ФРАГМЕНТ ТЕКСТА =>
Как бы правильно ни было говорить вместе с Гюнтером Андерсом об «асинхронности человека с его производственным миром» и выявлять различия между царящей повсеместно рациональностью целей и отсутствующей рациональностью смысла, столь же неверным было бы, однако, буквально понимать расхождение «делания и представления» и «знания и совести» как отставание последнего. За иррациональностью современности ни в коем случае не стоит на заднем фоне продолжающаяся жизнь каких-либо пещерных инстинктов и упорства биологического субстрата.
Сколь часто модерн оказывался убийственным, в деле участвовали каждый раз истинно современные представления, позиции и идеологии. Проблема не в том, что универсальный процесс рационализации обошёл стороной сферу смысла и цели и остался неполноценным; более того, процесс рационализации сам обладает тёмной, иррациональной стороной. Где современность затапливается, якобы, «архаичными» элементами, речь идёт каждый раз о чём-то вроде вторичной, созданной самой собой «постоянной архаичности». (По этой причине, кстати, я считаю и термин «варварство» малополезным, даже эвфемизмом. В вопросах жажды убийства и ярости разрушения настоящие варвары были в сравнении с западной цивилизацией просто маленькими мальчиками).

Блок данных =>
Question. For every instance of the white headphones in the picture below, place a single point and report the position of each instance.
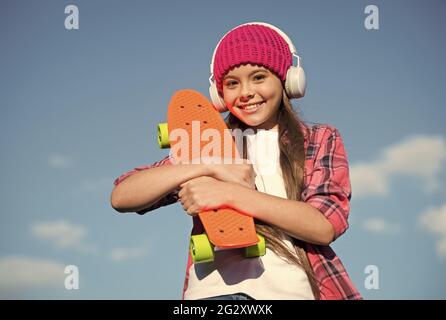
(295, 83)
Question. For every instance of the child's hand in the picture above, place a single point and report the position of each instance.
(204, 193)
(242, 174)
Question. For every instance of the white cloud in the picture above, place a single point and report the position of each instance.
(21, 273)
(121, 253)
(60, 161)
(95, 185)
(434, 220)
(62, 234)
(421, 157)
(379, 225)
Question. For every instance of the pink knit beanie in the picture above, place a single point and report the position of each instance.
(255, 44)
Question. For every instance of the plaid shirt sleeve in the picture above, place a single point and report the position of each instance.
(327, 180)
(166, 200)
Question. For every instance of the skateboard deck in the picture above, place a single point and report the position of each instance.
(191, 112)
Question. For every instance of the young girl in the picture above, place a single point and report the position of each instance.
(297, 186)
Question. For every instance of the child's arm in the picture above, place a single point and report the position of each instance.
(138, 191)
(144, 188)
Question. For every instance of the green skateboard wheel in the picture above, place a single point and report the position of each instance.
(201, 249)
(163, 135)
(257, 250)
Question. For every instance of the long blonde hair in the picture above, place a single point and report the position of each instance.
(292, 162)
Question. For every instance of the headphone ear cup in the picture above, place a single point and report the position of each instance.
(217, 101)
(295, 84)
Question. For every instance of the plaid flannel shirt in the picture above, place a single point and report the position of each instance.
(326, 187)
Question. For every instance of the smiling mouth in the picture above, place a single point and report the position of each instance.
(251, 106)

ВАША ЗАДАЧА =>
Какой термин автор текста о рациональности и модерне называет малополезным и даже эвфемизмом?

ОТВЕТ =>
Термин «варварство».